» **What you have to do**
Write the next part of the article on Dollar General's first-quarter sales during the pandemic, picking up after its final sentence.

COVID-19 boosted sales at yet another retailer, Dollar General reported same-store sales growth of 22% through May 26 versus a year ago, as well as a same-store sales for the first quarter are up 21.7%, compared with Q1 2019.
Net sales for the first quarter increased by 27.6% to $8.4 billion compared with $6.6 billion in Q1 2019. Operating profit for the first quarter of 2020 increased by 69.2% to $866.8 million, compared with $512.2 million in the first quarter of 2019.
The discounter said the rise in sales can largely be attributed to shopping behaviors during the coronavirus pandemic and that the large gains are keeping its growth plans for the year on track. The retailer said that it still expects to open 1,000 new stores, remodel 1,500 others and relocate 80 stores in 2020.
During its May 28 earnings call, the retailer outlined its COVID-fueled sales trajectory saying that in February, comp sales were up 5.5%, a positive result but leaped in March to a 34.5% increase. April moderated, but comp sales were up 21.5%, with non-consumables being the bright spot.
Officials also noted on the call that that retailer's “private brands continue to be a priority” as they are driving profitable sales growth. The recent repositioning of its own brands proved to be profitable in the first quarter, including a new laundry line under its TrueLiving brand.

Saved entries
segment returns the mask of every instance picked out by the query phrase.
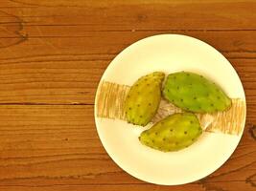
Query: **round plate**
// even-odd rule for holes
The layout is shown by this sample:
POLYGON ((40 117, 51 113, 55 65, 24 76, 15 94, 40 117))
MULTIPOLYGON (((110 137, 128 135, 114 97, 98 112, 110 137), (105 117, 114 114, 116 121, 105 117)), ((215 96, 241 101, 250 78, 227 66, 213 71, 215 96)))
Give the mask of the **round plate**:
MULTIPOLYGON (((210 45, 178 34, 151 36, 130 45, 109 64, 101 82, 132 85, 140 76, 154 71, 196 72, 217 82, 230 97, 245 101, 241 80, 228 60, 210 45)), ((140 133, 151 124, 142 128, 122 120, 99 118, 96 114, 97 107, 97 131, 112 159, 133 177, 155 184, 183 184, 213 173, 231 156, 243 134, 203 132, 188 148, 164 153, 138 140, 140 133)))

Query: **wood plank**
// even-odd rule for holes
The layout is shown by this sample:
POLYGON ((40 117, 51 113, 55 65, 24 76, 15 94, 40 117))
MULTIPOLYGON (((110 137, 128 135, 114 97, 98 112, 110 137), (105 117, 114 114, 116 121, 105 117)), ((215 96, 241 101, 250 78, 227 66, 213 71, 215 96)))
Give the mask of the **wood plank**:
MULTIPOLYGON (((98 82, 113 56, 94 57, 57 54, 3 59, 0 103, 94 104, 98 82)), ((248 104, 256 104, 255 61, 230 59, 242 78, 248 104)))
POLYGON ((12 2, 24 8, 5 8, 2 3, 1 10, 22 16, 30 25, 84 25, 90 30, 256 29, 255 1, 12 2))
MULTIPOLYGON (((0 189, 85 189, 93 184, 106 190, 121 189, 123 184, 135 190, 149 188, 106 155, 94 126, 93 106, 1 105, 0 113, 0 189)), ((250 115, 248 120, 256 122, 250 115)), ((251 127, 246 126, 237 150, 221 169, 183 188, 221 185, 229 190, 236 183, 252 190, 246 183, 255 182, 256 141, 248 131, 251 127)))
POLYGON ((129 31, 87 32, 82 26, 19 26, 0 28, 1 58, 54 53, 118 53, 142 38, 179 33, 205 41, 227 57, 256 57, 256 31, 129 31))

» **Task output**
Its Clover Valley food brand launched with 250 more items during the quarter, and Dollar General said more will be added to the line in the coming year.
Clover Valley feeds into the chain’s aim toward better-for-you products, which the retailer said will be expanded to 7,000 stores by year's end — up from 6,000.
The retailer said it also will continue to add cooler doors to stores, adding 5,000 by the end of the year to its 15,000 out now. The cooler doors are a key component to the DG Fresh refrigerated and frozen initiative.
As for its convenience shopping initiatives, executives told analysts that the DG pickup service launched in Q4 and had positive feedback, and that it could be scaled quickly as needed. DG mobile checkout is in 750 stores and will expand along with self-checkout solutions, which currently are offered in more than 30 stores.
“Looking ahead, we remain committed to our operating priorities and strategic initiatives to drive continued growth and meaningful long-term value for shareholders,” said Todd Vasos, Dollar General’s CEO. “As one of America’s essential retailers, we believe our unique brick-and-mortar footprint positions us well to continue delivering value and convenience for our customers, particularly at a time when they need us most.”
The retailer has addressed the COVID-19 situation by awarding $60 million in bonuses to frontline employees, adjusted benefits temporarily for those with a coronavirus diagnosis, following social distancing protocols such as barriers at checkout, hand sanitizer, masks and gloves for employees, donated $250,000 to the Dollar General Employee Assistance Foundation, and awarding discounts to first responders.
The retailer also recently announced it would be awarding $2 million to Save the Children’s coronavirus response efforts across rural America, assisting the nonprofit to help educate and feed children nutritious foods while schools are closed.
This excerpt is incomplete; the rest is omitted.